Extracted records:
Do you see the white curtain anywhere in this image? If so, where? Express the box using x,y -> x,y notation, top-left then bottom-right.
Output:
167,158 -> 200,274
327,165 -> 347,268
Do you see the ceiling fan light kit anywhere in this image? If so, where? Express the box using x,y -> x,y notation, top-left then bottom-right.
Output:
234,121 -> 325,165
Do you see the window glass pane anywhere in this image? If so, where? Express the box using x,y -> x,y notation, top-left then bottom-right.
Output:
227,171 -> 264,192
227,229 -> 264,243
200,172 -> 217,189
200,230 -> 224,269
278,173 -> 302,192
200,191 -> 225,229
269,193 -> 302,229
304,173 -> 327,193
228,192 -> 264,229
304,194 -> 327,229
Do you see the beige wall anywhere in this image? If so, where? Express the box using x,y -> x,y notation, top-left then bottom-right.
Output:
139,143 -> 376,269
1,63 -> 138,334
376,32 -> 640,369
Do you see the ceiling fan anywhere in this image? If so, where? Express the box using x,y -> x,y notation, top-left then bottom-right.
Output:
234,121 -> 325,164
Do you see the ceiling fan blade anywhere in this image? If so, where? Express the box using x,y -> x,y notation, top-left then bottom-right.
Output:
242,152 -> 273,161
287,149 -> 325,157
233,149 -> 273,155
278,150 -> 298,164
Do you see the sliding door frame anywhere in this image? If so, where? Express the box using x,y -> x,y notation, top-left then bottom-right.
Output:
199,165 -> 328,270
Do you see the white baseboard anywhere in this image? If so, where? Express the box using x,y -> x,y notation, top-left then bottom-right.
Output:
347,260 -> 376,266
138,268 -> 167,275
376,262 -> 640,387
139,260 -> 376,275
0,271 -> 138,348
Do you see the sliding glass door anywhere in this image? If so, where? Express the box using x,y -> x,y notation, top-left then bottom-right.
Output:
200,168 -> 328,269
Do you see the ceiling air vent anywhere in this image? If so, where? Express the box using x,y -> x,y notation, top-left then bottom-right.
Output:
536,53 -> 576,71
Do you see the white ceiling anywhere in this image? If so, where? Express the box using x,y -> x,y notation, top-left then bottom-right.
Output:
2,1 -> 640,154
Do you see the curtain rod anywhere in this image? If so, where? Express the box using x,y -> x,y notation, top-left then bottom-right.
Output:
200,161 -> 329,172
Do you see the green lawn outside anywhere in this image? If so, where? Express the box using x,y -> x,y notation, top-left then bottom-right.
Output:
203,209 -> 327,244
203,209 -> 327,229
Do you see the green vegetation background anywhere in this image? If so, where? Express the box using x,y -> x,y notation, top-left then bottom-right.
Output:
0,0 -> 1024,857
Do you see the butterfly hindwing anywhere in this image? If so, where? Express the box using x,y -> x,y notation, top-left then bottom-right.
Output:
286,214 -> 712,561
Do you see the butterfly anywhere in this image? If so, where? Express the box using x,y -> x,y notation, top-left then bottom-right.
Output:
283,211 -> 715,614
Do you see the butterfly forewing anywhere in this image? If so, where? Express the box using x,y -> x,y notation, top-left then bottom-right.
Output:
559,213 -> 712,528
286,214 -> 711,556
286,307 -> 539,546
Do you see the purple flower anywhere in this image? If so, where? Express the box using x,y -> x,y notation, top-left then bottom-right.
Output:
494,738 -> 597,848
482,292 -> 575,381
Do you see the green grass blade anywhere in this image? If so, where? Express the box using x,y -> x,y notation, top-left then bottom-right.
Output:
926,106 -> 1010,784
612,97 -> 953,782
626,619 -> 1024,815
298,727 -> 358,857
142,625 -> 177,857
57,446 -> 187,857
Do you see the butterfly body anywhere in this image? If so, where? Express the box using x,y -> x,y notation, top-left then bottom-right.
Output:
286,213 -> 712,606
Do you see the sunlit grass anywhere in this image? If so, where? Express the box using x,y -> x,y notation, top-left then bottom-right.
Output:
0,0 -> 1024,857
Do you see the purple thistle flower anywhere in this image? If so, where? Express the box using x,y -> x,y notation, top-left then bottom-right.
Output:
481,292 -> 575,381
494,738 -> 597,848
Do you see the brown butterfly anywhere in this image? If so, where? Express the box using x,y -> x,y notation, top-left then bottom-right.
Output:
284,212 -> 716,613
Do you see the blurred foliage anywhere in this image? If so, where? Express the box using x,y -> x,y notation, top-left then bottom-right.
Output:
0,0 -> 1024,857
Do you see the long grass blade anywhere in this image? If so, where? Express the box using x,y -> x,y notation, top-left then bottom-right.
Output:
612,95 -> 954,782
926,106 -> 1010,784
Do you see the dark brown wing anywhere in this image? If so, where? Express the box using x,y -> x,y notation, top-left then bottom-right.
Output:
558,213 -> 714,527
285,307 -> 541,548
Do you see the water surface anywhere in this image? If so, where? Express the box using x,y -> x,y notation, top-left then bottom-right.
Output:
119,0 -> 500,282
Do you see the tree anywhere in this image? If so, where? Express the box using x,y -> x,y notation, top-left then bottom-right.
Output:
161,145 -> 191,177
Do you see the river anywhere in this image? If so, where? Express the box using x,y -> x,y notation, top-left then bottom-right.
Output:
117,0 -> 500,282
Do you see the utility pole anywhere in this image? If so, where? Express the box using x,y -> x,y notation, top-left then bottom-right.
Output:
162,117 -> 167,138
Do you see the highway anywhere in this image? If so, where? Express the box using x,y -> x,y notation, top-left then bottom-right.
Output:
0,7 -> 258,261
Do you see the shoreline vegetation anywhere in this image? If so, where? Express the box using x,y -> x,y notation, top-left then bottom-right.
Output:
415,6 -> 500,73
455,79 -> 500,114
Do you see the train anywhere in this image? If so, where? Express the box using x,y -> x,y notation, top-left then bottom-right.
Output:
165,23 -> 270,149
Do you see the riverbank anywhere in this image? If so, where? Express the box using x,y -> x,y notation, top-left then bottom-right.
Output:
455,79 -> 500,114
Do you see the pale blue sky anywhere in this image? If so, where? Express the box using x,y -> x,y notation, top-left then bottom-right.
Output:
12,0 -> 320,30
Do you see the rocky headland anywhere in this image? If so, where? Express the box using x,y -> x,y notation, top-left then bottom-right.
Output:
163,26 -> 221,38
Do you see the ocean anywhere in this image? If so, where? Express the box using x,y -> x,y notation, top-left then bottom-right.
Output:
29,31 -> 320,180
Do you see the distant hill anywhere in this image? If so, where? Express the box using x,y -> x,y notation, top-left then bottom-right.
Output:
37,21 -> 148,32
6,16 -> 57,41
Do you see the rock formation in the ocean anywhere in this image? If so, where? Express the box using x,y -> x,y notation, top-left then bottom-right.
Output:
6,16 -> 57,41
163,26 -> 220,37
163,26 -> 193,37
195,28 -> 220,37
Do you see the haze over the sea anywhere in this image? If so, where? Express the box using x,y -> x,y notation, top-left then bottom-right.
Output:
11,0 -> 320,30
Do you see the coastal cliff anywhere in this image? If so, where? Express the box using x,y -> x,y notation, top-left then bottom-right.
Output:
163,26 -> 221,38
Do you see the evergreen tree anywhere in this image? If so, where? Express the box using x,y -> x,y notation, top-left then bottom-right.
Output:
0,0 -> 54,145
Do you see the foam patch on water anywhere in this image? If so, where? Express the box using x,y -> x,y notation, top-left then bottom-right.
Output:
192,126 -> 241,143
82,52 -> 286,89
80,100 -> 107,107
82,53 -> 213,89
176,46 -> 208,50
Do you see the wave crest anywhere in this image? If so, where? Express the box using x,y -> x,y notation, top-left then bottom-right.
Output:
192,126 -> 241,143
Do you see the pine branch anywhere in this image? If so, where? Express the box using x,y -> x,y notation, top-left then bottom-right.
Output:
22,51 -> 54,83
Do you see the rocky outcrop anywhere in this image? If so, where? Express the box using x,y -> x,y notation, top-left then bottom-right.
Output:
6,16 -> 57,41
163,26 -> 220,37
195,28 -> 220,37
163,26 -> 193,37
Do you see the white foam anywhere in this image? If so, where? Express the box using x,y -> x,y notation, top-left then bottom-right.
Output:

■ Requirements ■
Repeat the lines between the one containing "Do you see the green lawn" and the one containing "286,214 -> 712,561", inclusive, without any changes.

■ Written response ■
Do you see the green lawn outside anywhere in this image? If so, where? Express the box using x,y -> x,y notation, top-left then bottom-right.
Output:
203,209 -> 327,244
203,209 -> 327,229
Do you see the green vegetation background anywhere in this image? If so, where? Express the box using x,y -> x,y notation, top-left then bottom-right.
Output:
0,0 -> 1024,857
Do you see the butterfly hindwing anywhere in this image? If so, where? Express the box using x,y -> x,y notation, top-left then bottom-right.
Output:
286,214 -> 712,561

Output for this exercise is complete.